EXERCISE INSTRUCTIONS – Could you repeat, word for word, the rows below from the line holding "Where can you see the plant" through the line holding "point(690, 266)", both lines included?

THE DATA –
┌──

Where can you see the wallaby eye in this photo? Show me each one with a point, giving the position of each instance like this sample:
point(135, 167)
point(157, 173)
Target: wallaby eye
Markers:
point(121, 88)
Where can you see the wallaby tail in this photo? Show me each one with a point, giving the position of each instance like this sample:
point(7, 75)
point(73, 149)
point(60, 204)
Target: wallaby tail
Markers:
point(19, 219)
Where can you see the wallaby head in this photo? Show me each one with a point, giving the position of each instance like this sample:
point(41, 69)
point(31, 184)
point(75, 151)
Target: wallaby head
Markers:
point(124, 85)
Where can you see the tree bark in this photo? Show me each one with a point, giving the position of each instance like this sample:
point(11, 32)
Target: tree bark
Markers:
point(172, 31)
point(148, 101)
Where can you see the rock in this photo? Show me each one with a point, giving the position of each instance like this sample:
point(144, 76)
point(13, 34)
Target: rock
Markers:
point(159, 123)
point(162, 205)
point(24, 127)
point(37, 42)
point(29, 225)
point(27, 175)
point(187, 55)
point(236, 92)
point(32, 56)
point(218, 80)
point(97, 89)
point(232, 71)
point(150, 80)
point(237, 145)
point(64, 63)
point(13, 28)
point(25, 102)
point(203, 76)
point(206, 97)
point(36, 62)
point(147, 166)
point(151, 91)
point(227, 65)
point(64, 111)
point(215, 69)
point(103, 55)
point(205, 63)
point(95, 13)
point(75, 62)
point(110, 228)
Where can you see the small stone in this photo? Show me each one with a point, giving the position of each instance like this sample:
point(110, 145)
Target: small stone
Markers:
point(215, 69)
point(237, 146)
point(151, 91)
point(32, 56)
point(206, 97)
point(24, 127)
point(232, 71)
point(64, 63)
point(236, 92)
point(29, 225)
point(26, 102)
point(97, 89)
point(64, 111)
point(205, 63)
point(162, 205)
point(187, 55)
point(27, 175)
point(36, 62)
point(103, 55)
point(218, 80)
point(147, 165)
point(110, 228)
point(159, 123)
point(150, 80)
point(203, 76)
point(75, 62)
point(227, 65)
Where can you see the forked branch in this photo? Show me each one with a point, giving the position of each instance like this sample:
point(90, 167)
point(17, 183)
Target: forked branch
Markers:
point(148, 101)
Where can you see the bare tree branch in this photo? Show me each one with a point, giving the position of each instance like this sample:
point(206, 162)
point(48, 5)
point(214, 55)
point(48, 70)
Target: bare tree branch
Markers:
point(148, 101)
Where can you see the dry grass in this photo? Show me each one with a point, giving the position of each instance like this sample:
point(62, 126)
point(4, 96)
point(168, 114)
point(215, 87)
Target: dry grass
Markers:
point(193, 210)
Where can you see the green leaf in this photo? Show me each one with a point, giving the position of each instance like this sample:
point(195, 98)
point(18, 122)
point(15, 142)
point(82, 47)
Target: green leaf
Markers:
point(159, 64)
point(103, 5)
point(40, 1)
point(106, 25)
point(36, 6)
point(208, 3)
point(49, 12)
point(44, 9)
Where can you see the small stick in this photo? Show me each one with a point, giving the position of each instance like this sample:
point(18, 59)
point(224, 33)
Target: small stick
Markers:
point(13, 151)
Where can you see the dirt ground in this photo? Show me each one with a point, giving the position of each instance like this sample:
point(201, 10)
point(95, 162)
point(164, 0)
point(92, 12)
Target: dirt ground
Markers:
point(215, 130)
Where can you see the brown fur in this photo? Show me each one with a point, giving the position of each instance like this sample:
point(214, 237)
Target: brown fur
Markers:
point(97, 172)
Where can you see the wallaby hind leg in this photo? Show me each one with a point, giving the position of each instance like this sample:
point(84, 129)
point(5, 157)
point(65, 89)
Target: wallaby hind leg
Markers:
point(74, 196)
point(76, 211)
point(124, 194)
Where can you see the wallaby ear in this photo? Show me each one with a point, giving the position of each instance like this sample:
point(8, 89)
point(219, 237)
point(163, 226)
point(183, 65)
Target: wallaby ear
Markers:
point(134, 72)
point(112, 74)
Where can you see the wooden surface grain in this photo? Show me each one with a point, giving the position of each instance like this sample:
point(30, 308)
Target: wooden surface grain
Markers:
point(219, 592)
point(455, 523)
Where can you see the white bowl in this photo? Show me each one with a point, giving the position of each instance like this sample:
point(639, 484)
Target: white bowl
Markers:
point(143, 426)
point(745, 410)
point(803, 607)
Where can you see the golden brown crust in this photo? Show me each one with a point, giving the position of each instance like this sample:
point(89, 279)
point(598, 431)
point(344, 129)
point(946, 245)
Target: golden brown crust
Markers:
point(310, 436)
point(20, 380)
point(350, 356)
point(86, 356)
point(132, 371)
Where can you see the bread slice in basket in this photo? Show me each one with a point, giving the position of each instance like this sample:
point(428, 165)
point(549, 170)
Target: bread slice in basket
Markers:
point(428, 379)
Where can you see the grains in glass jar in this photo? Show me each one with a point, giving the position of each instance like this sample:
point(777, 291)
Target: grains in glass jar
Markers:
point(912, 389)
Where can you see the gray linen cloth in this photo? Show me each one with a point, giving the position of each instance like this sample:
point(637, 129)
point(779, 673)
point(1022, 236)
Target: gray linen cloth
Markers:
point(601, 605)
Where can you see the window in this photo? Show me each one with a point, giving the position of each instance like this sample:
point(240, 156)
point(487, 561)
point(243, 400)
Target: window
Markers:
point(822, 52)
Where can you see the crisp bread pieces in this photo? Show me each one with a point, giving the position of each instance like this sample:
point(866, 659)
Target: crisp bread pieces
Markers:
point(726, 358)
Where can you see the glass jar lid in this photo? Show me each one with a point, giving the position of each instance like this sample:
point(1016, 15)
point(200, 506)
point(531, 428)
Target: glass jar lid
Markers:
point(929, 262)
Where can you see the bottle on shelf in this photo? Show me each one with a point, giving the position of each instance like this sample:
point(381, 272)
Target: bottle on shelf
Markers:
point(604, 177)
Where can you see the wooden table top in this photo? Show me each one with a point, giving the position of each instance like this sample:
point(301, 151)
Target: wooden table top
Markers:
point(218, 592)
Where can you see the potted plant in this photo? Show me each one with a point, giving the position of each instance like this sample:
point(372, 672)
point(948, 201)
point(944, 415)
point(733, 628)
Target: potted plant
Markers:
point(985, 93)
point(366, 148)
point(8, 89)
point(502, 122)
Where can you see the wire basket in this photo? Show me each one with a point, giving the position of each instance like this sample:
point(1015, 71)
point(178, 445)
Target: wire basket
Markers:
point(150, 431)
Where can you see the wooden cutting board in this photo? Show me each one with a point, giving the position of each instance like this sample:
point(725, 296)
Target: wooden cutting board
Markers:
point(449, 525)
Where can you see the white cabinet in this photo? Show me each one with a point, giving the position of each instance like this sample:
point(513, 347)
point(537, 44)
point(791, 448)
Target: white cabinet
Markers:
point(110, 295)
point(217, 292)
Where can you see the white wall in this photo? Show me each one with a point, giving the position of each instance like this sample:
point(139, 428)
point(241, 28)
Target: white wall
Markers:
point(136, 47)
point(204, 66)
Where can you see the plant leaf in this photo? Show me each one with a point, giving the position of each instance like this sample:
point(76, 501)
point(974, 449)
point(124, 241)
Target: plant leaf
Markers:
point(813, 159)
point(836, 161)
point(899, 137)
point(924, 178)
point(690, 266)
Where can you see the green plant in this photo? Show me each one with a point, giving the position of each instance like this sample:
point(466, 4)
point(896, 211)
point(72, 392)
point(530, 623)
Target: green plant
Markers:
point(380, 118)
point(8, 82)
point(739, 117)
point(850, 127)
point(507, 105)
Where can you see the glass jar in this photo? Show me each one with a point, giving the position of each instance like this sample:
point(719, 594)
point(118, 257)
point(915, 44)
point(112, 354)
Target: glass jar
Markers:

└──

RESPONSE TO THIS EXERCISE –
Where can you see the plant leaf in this photo? Show me each one with a point, giving the position of each instance like this sample:
point(76, 501)
point(974, 449)
point(124, 241)
Target: plant leaf
Markers:
point(813, 159)
point(836, 161)
point(899, 137)
point(924, 178)
point(690, 266)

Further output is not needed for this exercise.